O que se pede =>
Prossiga o texto sobre o Porsche Macan elétrico a partir da última frase apresentada, mantendo o mesmo tom e a primeira pessoa.

Texto extraído =>
= = = =
Entro no carro. Procuro pela famosa chave de ignição, que tradicionalmente fica localizada à esquerda do painel. Não acho. No lugar, está lá um impessoal botão de partida — igual ao do Taycan, diga-se. Tudo bem, vamos adiante.
Pressiono. Nada do barulho do 2.0 turbo ou da trilha sonora do V6. O despertar do quadro de instrumentos e do multimídia se misturam apenas ao silêncio da cabine. Bem-vindos ao novo Porsche Macan. Elétrico.
A estranheza é temporária. A posição perfeita de dirigir, o volante quase reto e com ótima ergonomia, e os bancos com muito apoio para o corpo dizem para a minha cabeça que ainda estou em um Porsche.
Assim que boto o SUV em movimento, tudo volta ao normal. Só que no mudo. Minto: o Macan EV até pode emular um som para o interior assim que você pressiona o acelerador com mais ênfase. É artificial, mas é uma tentativa de aproximação com o costume de outrora.
Antes de continuar, no entanto, preciso fazer uma confissão. Quando apareceu pela primeira vez, em janeiro deste ano, o Macan EV não me agradou esteticamente. Ao menos pelas fotos. "Acabaram com o carro", lembro de bradar à época, e reclamar principalmente da traseira.
= = = =
Dados fornecidos =>

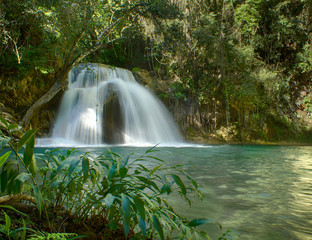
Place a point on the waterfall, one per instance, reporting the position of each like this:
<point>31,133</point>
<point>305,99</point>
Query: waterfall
<point>105,105</point>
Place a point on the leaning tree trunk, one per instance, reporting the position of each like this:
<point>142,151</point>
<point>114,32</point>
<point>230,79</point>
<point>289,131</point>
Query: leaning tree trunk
<point>58,85</point>
<point>71,61</point>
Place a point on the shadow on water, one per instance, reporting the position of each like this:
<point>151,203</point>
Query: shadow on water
<point>261,192</point>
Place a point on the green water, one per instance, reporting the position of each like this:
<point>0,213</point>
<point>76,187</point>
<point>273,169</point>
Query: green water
<point>260,192</point>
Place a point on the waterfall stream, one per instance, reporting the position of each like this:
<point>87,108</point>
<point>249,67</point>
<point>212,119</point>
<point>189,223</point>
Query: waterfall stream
<point>105,105</point>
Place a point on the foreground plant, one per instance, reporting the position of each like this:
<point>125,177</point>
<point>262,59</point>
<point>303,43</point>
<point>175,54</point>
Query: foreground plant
<point>121,191</point>
<point>107,195</point>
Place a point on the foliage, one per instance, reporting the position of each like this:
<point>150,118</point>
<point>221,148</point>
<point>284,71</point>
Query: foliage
<point>125,194</point>
<point>233,58</point>
<point>122,191</point>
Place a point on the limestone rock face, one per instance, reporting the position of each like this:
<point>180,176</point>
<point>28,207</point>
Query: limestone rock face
<point>113,123</point>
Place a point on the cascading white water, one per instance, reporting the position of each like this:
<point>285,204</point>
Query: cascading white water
<point>106,105</point>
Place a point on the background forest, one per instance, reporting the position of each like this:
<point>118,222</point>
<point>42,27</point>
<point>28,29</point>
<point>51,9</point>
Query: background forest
<point>228,70</point>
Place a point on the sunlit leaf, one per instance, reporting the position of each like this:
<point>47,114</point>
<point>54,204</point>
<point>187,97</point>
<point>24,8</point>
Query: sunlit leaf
<point>23,177</point>
<point>142,225</point>
<point>73,164</point>
<point>29,150</point>
<point>109,200</point>
<point>4,157</point>
<point>5,123</point>
<point>139,204</point>
<point>126,207</point>
<point>158,227</point>
<point>85,168</point>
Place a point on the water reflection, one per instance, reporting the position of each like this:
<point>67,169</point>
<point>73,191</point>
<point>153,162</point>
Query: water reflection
<point>261,192</point>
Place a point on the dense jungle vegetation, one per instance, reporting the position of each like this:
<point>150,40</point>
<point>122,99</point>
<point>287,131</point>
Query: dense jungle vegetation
<point>229,70</point>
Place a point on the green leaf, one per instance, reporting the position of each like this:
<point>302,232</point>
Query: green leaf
<point>7,222</point>
<point>112,172</point>
<point>142,225</point>
<point>179,182</point>
<point>4,179</point>
<point>109,200</point>
<point>148,182</point>
<point>69,152</point>
<point>39,199</point>
<point>139,204</point>
<point>85,168</point>
<point>27,136</point>
<point>13,126</point>
<point>29,150</point>
<point>4,157</point>
<point>33,166</point>
<point>158,227</point>
<point>123,172</point>
<point>23,177</point>
<point>73,164</point>
<point>12,208</point>
<point>4,121</point>
<point>126,207</point>
<point>4,142</point>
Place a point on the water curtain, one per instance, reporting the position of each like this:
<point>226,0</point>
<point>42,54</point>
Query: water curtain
<point>105,105</point>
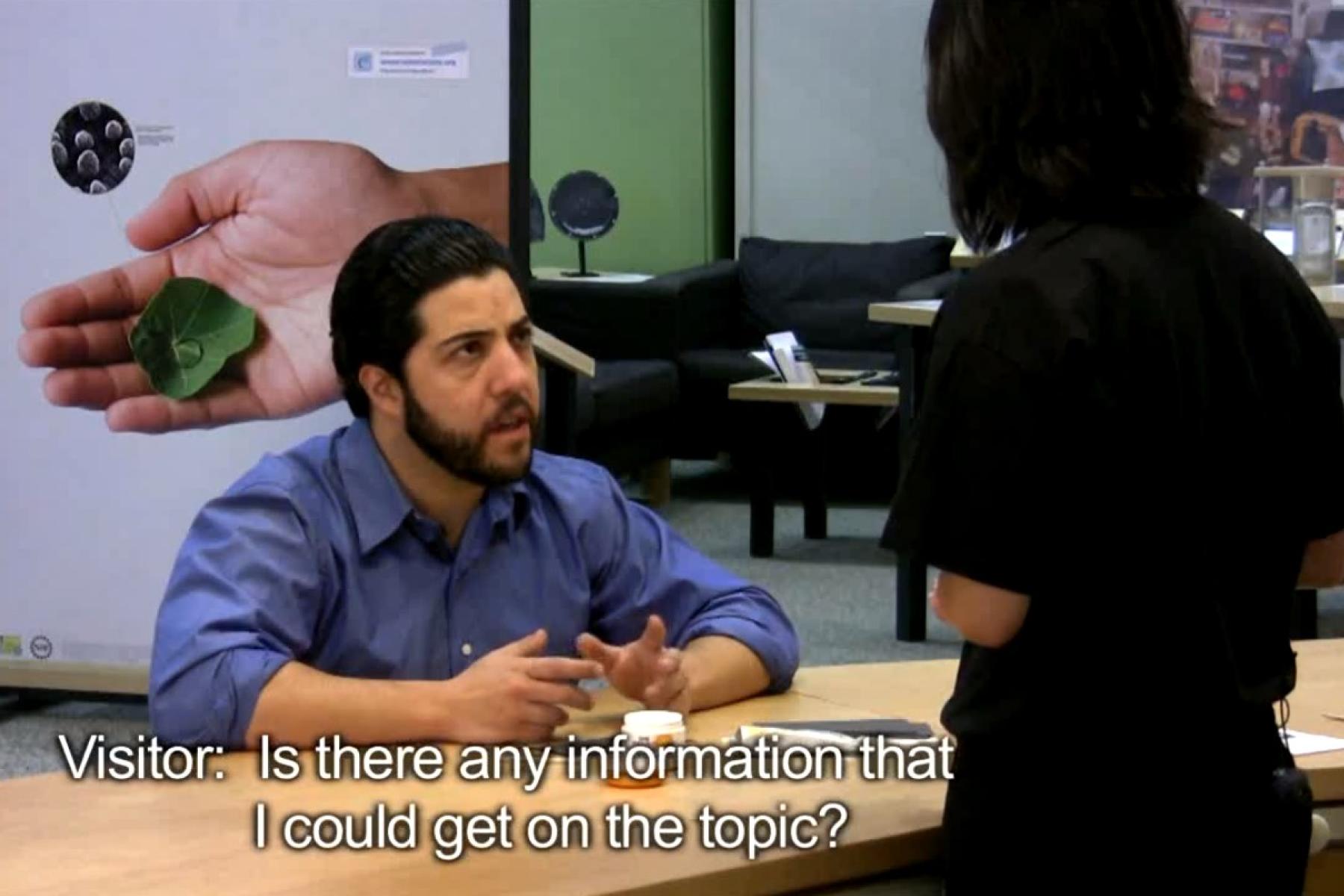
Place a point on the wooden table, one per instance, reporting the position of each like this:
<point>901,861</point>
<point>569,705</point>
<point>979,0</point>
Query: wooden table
<point>58,836</point>
<point>765,454</point>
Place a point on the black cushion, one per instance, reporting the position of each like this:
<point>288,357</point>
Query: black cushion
<point>821,290</point>
<point>625,391</point>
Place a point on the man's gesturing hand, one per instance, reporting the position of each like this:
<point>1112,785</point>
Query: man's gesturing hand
<point>515,695</point>
<point>643,669</point>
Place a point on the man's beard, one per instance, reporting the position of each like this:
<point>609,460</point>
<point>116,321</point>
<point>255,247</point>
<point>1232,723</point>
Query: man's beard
<point>461,454</point>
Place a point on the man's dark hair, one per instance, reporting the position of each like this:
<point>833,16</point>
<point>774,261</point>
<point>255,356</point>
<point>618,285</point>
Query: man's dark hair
<point>376,317</point>
<point>1062,108</point>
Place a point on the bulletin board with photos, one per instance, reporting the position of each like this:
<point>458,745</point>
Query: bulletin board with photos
<point>1275,69</point>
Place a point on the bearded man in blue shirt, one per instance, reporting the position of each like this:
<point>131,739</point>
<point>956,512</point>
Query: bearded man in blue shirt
<point>423,574</point>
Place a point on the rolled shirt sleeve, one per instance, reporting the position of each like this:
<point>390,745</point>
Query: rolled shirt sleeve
<point>243,600</point>
<point>643,567</point>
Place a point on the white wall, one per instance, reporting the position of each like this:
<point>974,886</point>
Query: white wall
<point>90,520</point>
<point>831,134</point>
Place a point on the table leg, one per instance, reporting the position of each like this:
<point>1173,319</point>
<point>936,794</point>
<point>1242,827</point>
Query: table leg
<point>762,507</point>
<point>815,482</point>
<point>913,344</point>
<point>561,411</point>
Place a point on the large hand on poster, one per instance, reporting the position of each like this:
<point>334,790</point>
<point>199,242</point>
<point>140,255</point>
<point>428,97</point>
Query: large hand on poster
<point>269,223</point>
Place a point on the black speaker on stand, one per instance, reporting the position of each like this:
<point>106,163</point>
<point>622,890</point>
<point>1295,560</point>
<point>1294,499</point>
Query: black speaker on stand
<point>584,206</point>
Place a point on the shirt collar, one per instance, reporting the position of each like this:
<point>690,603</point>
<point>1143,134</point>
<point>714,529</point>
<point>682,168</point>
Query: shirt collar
<point>381,505</point>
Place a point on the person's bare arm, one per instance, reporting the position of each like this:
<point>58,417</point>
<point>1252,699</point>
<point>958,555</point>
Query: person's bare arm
<point>983,615</point>
<point>722,671</point>
<point>511,694</point>
<point>1323,563</point>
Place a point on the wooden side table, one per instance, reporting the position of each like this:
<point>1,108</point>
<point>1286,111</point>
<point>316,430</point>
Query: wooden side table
<point>848,390</point>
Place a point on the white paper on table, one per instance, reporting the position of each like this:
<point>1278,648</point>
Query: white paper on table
<point>765,358</point>
<point>785,349</point>
<point>1301,743</point>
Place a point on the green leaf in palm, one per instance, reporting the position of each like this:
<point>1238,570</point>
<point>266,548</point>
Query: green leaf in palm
<point>187,334</point>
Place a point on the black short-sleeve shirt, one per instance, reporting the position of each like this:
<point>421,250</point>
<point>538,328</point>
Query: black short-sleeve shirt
<point>1137,423</point>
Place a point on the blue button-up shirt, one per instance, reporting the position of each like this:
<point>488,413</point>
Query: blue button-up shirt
<point>317,555</point>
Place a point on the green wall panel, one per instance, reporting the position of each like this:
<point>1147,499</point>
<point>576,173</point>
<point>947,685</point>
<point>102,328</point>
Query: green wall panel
<point>641,93</point>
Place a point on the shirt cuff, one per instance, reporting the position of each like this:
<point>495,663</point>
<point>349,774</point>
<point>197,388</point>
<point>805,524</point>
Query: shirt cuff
<point>779,652</point>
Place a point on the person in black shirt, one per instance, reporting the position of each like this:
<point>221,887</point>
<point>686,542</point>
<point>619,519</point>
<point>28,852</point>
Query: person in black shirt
<point>1129,455</point>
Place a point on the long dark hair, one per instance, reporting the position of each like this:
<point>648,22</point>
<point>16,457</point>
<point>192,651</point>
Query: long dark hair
<point>1054,108</point>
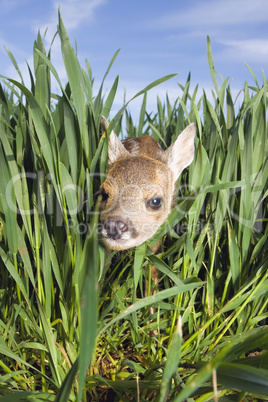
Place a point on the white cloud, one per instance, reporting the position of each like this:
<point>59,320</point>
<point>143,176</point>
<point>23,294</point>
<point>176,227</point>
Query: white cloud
<point>73,12</point>
<point>250,50</point>
<point>213,13</point>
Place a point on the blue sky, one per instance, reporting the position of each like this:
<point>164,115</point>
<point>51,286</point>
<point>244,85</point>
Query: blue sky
<point>156,38</point>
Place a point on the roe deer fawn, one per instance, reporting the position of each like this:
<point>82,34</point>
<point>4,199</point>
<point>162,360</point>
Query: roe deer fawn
<point>138,192</point>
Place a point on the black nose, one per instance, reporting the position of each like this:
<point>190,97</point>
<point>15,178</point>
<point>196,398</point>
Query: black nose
<point>115,228</point>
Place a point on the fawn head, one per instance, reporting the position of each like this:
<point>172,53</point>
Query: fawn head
<point>138,192</point>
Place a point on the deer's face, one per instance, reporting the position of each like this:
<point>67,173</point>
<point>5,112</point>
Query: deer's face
<point>137,194</point>
<point>136,199</point>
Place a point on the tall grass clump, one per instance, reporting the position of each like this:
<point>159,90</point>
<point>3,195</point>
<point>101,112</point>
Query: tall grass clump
= = = =
Resposta redigida =>
Dez meses depois venho aqui me retratar. Ao vivo o SUV é bem agradável aos olhos, proporcional e esportivo, especialmente na versão mais cara, Turbo, que tem para-choques mais provocadores, entradas de ar e rodas mais agressivas.
Bom, estou dentro do Macan 4, segunda das quatro versões vendidas no Brasil. Custa R$ 560 mil, tem dois motores elétricos, fornece até 408 cv de potência, 66,3 kgf.m, cumpre o zero a 100 km/h em 5,2 segundos e vai até 220 km/h de velocidade máxima.
A tradução disso é uma baita aceleração e, claro, força a qualquer momento. Dá para grudar o corpo no banco em uma pisada mais forte. Pude rodar cerca de 100 quilômetros com o SUV de luxo e deu para notar que a direção é muito precisa, igual às de todos os Porsche. Fácil saber o que acontece nas rodas dianteiras e para onde elas estão indo.
Só que talvez o número que você esteja mais interessado é o da autonomia. Então lá vai: 443 quilômetros, segundo a homologação do Inmetro - que é bem rígida. Ou seja, na vida real, você pode conseguir rodar mais de 550 quilômetros com uma carga.
A distância original, por sua vez, bota o Macan EV no sexto lugar do ranking dos carros com maior autonomia, empatado com o Chevrolet Equinox EV.
A suspensão é outro ponto que preciso destacar. A Porsche trouxe a expertise de carros mais caros para o Macan. Além de ser pneumática, tem amortecedores com tecnologia de duas válvulas, vinda diretamente dos modelos Cayenne e Panamera. Ela consegue balancear a compressão e o rebote da peça para dar um equilíbrio excepcional ao SUV.
O Macan não é molenga. Tem um rodar sólido, firme, a carroceria rola pouco e tudo sem prejudicar o conforto para o dia a dia. Filtra bastante as saliências ou reentrâncias do asfalto.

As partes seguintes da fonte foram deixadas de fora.